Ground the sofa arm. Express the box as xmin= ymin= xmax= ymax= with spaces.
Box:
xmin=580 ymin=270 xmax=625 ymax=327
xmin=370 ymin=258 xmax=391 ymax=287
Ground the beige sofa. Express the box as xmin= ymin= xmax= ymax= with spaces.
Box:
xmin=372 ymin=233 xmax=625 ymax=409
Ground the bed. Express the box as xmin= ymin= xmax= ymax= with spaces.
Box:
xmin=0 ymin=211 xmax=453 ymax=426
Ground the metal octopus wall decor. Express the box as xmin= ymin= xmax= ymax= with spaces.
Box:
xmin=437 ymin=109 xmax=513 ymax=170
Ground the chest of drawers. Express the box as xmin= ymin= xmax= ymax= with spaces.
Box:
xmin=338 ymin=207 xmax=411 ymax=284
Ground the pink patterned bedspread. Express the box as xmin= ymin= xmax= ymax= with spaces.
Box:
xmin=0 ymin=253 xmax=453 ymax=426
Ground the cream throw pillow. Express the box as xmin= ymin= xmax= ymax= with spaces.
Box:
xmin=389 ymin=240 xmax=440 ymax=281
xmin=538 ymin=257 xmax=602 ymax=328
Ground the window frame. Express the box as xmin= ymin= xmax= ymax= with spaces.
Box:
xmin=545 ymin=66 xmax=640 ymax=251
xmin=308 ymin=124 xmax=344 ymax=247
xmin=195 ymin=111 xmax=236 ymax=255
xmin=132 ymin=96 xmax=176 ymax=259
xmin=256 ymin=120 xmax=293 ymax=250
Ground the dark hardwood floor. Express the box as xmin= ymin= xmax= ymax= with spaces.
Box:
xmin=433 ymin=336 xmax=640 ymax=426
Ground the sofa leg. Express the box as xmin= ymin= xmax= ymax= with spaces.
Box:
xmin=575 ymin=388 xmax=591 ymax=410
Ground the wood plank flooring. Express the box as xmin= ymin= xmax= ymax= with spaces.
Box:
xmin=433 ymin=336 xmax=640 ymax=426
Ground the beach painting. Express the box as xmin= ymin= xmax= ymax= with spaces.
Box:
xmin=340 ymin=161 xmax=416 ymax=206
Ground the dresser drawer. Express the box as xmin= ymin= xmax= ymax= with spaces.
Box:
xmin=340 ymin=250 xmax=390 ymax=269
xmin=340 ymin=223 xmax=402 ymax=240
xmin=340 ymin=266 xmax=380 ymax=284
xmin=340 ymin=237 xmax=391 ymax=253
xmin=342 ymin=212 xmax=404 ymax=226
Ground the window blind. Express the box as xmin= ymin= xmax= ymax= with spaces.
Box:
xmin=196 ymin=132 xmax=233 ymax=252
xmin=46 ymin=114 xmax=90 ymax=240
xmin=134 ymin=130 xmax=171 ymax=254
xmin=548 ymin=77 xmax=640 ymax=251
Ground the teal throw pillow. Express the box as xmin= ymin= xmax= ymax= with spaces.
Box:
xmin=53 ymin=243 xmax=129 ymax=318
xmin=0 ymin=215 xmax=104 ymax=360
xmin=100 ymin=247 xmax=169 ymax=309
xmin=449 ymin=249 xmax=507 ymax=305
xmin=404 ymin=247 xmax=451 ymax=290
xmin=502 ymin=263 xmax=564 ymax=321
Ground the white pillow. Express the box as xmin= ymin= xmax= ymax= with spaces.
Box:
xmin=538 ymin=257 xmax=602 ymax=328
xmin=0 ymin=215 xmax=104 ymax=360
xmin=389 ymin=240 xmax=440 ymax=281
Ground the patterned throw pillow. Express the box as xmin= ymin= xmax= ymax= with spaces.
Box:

__________

Required work:
Turn every line of the records above into a numbered list, leaving out any blank lines.

The completed task:
1. Ground the sofa arm. Express the box as xmin= ymin= xmax= ymax= with spaces.
2. Box:
3. xmin=580 ymin=270 xmax=625 ymax=327
4. xmin=370 ymin=258 xmax=391 ymax=287
5. Ground the beige sofa. Express the box as xmin= ymin= xmax= ymax= with spaces.
6. Box:
7. xmin=372 ymin=233 xmax=625 ymax=409
8. Ground the bed. Express the box as xmin= ymin= xmax= ymax= with spaces.
9. Box:
10. xmin=0 ymin=211 xmax=453 ymax=426
11. Ground the metal octopus wall decor. Express the box as xmin= ymin= xmax= ymax= with spaces.
12. Box:
13. xmin=437 ymin=109 xmax=513 ymax=170
14. Ground the chest of drawers. Express the box as xmin= ymin= xmax= ymax= with spaces.
15. Box:
16. xmin=338 ymin=207 xmax=411 ymax=284
17. Ground the pink patterned bedspread. Express the box as xmin= ymin= xmax= ymax= with spaces.
18. Box:
19. xmin=0 ymin=253 xmax=453 ymax=426
20. Ground the cream throw pillow. Express the box as xmin= ymin= xmax= ymax= with spaces.
21. Box:
22. xmin=389 ymin=240 xmax=440 ymax=281
23. xmin=538 ymin=257 xmax=602 ymax=328
24. Ground the window frame. Express the box as xmin= ymin= xmax= ymax= with spaces.
25. Box:
26. xmin=545 ymin=66 xmax=640 ymax=251
27. xmin=308 ymin=124 xmax=344 ymax=247
28. xmin=195 ymin=111 xmax=236 ymax=255
29. xmin=132 ymin=96 xmax=176 ymax=259
30. xmin=256 ymin=120 xmax=293 ymax=250
31. Ground the dark hardwood floor. Express the box as xmin= ymin= xmax= ymax= with spaces.
32. Box:
33. xmin=433 ymin=336 xmax=640 ymax=426
34. Ground the sofa leg. Express the box as xmin= ymin= xmax= ymax= with spaces.
35. Box:
36. xmin=575 ymin=388 xmax=591 ymax=410
37. Ground the wood plank flooring. Express the box as xmin= ymin= xmax= ymax= with spaces.
38. Box:
39. xmin=433 ymin=336 xmax=640 ymax=426
40. Ground the beach painting. Express the box as xmin= ymin= xmax= ymax= with spaces.
41. Box:
42. xmin=340 ymin=161 xmax=416 ymax=206
43. Ground the dresser drawer. Express the box as xmin= ymin= xmax= ymax= with spaces.
44. Box:
45. xmin=340 ymin=250 xmax=390 ymax=269
46. xmin=340 ymin=223 xmax=402 ymax=240
47. xmin=340 ymin=266 xmax=380 ymax=284
48. xmin=340 ymin=237 xmax=391 ymax=253
49. xmin=342 ymin=212 xmax=404 ymax=226
50. Ground the window blind. Express the box as xmin= ymin= xmax= ymax= with spaces.
51. Box:
52. xmin=196 ymin=132 xmax=233 ymax=252
53. xmin=46 ymin=114 xmax=90 ymax=240
54. xmin=134 ymin=130 xmax=171 ymax=254
55. xmin=548 ymin=77 xmax=640 ymax=251
56. Ground the teal throw pillow. Express the box as xmin= ymin= xmax= ymax= with spaces.
57. Box:
58. xmin=53 ymin=243 xmax=129 ymax=318
59. xmin=0 ymin=215 xmax=104 ymax=360
60. xmin=100 ymin=247 xmax=169 ymax=309
61. xmin=449 ymin=249 xmax=507 ymax=305
62. xmin=404 ymin=247 xmax=451 ymax=290
63. xmin=502 ymin=263 xmax=564 ymax=321
64. Ground the white pillow. Express the box as xmin= ymin= xmax= ymax= with spaces.
65. Box:
66. xmin=538 ymin=257 xmax=602 ymax=328
67. xmin=0 ymin=215 xmax=104 ymax=360
68. xmin=389 ymin=240 xmax=440 ymax=281
69. Ground the patterned throw pillow. Express the box as xmin= ymin= xmax= ymax= with spaces.
70. Box:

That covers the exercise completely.